Cette situation, dans un premier temps, m'est apparue comme mettant en cause un vide d'apprentissage. Mais finalement, ce vide d'apprentissage technique s'est comblé par un désir encore plus grand de comprendre pourquoi cette équipe réagit de cette façon, et par une envie folle de me « battre» pour récupérer une place dans la naissance.
Le dialogue avec la sage-femme qui trouvait cette situation tout à fait normale m'a découragée et déçue, car si certaines sages-femmes elles-mêmes ne sont plus assez objectives ou motivées pour avoir leur rôle propre, personne ne se souciera de nous!
Cette situation s'est déroulée à l'hôpital, institution dans laquelle apparemment les journées sont rythmées par ce genre de fonctionnement. Et elle met en évidence que plusieurs personnes, les gynécologues, les sages-femmes, les kinésithérapeutes sont concernés. Je crois que cette situation m'a frappée personnellement car je suis étudiante en stage, ce qui signifie que je possède un « reil frais» et peut être plus objectif que le regard des personnes qui sont journellement présentes et « habituées» à ce fonctionnement.
Je crois que la non-reconnaissance du rôle de la sagefemme en Belgique est bien connue et l'origine de ce problème se situe dans les faits suivants: nous possédons un diplôme d'infirmière, ce qui signifie que pendant trois ans, on nous inculque un esprit d'exécution. Cela ne facilite pas la prise de responsabilité par la suite. De plus, certaines choses entraînent une confusion dans la tête des gens:
- le manque d'écrits, d'articles rédigés par les sages-femmes;
- la méconnaissance de la profession par le public;
- l'augmentation du nombre de kinésithérapeutes dans les années 1960-1970 et la diminution de celui des sagesfemmes;
- la médicalisation à outrance du phénomène physiologique de la naissance ainsi que le nombre croissant des gynécologues;
- le morcellement du suivi de la naissance et le manque d'accompagnement global en périnatalité.
Il y a encore beaucoup d'autres causes mais je pense que ce sont les principales. Je crois que, dans la situation décrite, les sages-femmes de cette institution sont complices de leur manque de responsabilité: il est vrai qu'on ne se bat en général pas pour quelque chose qui nous semble normal et acceptable. Comme le dit très justement Dominique Porret, sage-femme: «... Sommes-nous devenues des accoucheuses-cerbères?»

> [DONNÉES DE L'EXERCICE]:
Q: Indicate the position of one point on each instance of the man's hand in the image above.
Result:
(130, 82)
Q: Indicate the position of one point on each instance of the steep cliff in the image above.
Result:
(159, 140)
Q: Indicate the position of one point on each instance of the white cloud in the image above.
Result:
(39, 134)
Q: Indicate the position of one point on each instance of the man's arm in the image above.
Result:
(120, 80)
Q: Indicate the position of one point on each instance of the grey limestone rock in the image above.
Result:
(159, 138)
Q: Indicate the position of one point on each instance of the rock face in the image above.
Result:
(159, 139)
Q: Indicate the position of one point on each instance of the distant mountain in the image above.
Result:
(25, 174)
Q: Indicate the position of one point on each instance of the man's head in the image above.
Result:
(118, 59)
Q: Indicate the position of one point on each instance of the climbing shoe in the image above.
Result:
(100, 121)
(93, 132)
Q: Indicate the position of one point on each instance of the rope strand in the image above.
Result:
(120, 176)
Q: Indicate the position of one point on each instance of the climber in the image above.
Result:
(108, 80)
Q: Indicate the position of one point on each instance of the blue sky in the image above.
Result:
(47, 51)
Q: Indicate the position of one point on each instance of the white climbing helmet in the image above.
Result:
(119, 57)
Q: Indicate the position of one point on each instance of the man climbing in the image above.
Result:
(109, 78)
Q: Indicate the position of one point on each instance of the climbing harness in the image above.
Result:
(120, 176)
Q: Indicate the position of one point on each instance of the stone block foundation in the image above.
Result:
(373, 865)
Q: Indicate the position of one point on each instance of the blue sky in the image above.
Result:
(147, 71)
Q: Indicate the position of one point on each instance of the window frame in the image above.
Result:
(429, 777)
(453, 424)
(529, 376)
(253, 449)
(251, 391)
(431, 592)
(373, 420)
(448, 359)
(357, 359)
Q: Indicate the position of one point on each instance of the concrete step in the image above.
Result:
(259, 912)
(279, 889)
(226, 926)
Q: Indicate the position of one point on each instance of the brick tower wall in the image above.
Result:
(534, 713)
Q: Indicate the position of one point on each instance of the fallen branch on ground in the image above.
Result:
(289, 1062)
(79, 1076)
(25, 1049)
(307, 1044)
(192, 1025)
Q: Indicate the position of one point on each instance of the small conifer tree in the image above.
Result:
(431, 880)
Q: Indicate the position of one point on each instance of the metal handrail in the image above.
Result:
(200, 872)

> [CONSIGNE A]:
D'après le passage sur les sages-femmes, quel diplôme les sages-femmes possèdent-elles en Belgique ?
> [CONSIGNE B]:
Donnez la suite du passage sur les sages-femmes, après sa dernière phrase.

> [RÉPONSE A]:
Un diplôme d'infirmière.

> [RÉPONSE B]:
Les réactions auraient-elle pu être différentes? Je l'espère bien! Je pense qu'il ne faut pas être utopiste et vouloir un changement radical et immédiat, c'est un travail de longue durée. Il faudrait, petit à petit, prendre conscience de nos responsabilités et de la vraie place de la sage-femme, et que cela soit fait par toutes. Et puis, mais cela découle de cette prise de conscience, s'imposer en tant que vraie sage-femme auprès des couples, auprès des médecins et kinésithérapeutes.
Je pense que c'est un travail de tous les jours, et qu'il faut commencer à parler des sages-femmes autour de soi, répandre leur réelle image. Je pense également très important de voir ce que font les autres collègues des pays européens et du monde. Cela donne une envie encore plus grande de s'exprimer puisqu'il est prouvé qu'il y a moyen d'arriver à quelque chose de concret. Je pense également qu'il est très important que les sages-femmes aient un rôle et un champ d'action original qui faciliterait l'autonomie des parents, la préparation à la naissance et l'accompagnement global des couples depuis le début de la grossesse jusqu'après l'accouchement.
Je crois qu'il est important également, dans une situation comme celle décrite ci-dessus, de couper les fausses images répandues lors d'un accouchement. Exemples: rectifier lorsqu'on nous appelle «infirmière» ou «accoucheuse »; expliquer lorsque la situation le permet ce qu'est une sage-femme; ne pas laisser croire aux parents n'importe quoi et surtout pas n'importe quelle idée à propos des sages-femmes. A tout cela, il faut ajouter de la solidarité et de la compétence ainsi que de la volonté et du courage.
J'espère, alors, que nous arriverons à un résultat.